▼
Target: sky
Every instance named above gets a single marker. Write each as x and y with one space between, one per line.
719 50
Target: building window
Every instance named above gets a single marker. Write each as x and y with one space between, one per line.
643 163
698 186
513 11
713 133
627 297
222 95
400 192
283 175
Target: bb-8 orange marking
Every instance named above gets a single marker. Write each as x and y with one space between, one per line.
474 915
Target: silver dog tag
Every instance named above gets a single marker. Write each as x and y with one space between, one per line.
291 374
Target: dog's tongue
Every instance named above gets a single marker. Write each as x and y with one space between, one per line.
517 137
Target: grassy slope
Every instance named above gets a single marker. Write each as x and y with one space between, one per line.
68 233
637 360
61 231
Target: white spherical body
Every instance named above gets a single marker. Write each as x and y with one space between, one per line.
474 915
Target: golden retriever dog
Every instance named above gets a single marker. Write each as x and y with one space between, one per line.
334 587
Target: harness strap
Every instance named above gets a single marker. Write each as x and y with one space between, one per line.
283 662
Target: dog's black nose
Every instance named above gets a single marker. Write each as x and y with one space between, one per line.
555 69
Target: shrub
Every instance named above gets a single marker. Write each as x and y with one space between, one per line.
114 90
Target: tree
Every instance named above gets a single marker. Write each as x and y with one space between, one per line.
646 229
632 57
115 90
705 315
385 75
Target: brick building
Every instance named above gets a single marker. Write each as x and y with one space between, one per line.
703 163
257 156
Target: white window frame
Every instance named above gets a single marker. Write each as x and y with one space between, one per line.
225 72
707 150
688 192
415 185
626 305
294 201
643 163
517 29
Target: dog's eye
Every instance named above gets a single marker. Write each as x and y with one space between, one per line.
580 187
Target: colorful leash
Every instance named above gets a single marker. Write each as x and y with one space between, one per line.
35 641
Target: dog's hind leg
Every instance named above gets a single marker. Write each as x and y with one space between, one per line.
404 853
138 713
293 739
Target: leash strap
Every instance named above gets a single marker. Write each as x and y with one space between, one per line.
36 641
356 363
▲
> Written instruction
Rewrite everything from the row containing "Target: shrub" down to the last row above, and shift every x and y coordinate in the answers up by 100. Keep all other text in those rows as it is.

> Answer to the exercise
Target: shrub
Every instance named above gets a single marker. Write each as x and y with one space between, one per line.
214 190
Target: tree
Every instance named above gets a single marker. Write each as x and y with one space between, one per line.
746 329
732 157
215 190
805 415
485 175
Target: brick building
Every instance named above gets a single marker. Write each as x and y with one space between, one per line.
803 263
357 256
Target: white window frame
Every instance named above gets a single marker. Write each as x and y with one space between, one per line.
325 172
807 250
788 292
515 285
726 405
394 301
743 263
617 129
Target: dog's eye
Every instance named above gets a single marker. Write each as x and y with one space between, one per line.
680 287
Target: colorful leash
Every instance named above gets a single marker. Write each as x and y with one space between, one per line.
135 741
Target: dog's hind leg
Every instance named above gets a single marker. Write each as x and y with one space between, one per line.
504 953
238 813
393 839
Target: leash strap
Every instance named above gets a single marker. Write each as x and y with one space between, one per line.
136 741
456 463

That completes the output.